• [Your instructions]
Turn every line of the records into a Markdown table with the columns No. and Entry, putting the row number in the first and the line in the second. Skip blank lines and leave the pictures out.

• [Dataset entries]
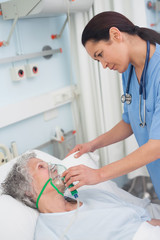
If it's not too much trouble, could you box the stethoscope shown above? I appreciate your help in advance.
[121,41,150,127]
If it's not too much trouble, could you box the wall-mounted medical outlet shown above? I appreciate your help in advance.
[25,63,39,78]
[10,66,26,82]
[0,152,6,166]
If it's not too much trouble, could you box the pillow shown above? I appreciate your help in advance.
[0,150,99,240]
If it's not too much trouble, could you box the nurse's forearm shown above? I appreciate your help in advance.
[90,120,133,150]
[99,140,160,182]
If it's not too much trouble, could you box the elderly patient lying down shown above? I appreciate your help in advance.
[2,152,160,240]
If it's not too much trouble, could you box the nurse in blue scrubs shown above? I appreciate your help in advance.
[64,12,160,199]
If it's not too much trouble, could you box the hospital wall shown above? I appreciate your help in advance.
[0,15,74,154]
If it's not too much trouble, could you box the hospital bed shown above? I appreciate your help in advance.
[0,150,160,240]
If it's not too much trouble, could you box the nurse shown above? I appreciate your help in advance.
[64,12,160,199]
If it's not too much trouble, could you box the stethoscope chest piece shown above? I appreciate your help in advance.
[121,93,132,105]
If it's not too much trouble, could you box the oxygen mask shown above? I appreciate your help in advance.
[36,163,78,208]
[48,163,67,194]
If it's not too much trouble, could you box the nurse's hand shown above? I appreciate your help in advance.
[62,165,100,191]
[66,142,95,158]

• [Written solution]
| No. | Entry |
|---|---|
| 1 | If it's not too much trouble, could you box the stethoscope shown above? I appreciate your help in advance. |
| 2 | [121,41,150,127] |
| 3 | If it's not too much trouble, could you box the wall-mounted medical outlet shown above? I appreciate your help in advance. |
| 4 | [25,63,39,78] |
| 5 | [10,66,26,82] |
| 6 | [0,152,6,166] |
| 7 | If it's not too much trouble, could you box the pillow shown above? I appreciate your help in advance. |
| 8 | [0,150,99,240] |
| 9 | If it's not too much trouble, could you box the nurse's forearm shown above? I appreciate your help in advance. |
| 10 | [90,120,133,150] |
| 11 | [99,140,160,182] |
| 12 | If it's not too much trouble, could you box the elderly patient lying down shown above? I appreciate your help in advance. |
| 13 | [2,152,160,240] |
| 14 | If it's not too much trouble, could you box the nurse in blue scrubs shown above? I appreciate your help in advance. |
| 15 | [64,12,160,199] |
| 16 | If it's not too much trouble, could you box the hospital wall shown above? I appreciate your help in advance. |
| 17 | [0,15,74,154] |
| 18 | If it's not too much trouble, could you box the hospital bed shown above? I appreciate your help in advance. |
| 19 | [0,150,160,240] |
| 20 | If it's not too much trouble, could you box the nurse shown above? I appreciate your help in advance. |
| 21 | [64,12,160,199] |
| 22 | If it's not too much trouble, could you box the stethoscope chest piece shown above? I appreciate your help in advance. |
| 23 | [121,93,132,105] |
| 24 | If it's not too much trouble, could you box the oxygen mask shown above? I appreciate your help in advance. |
| 25 | [36,163,78,208] |
| 26 | [48,163,67,194] |
| 27 | If it's not too much trouble, could you box the nurse's hand shown above? I appreciate your help in advance. |
| 28 | [62,165,100,191] |
| 29 | [66,142,95,158] |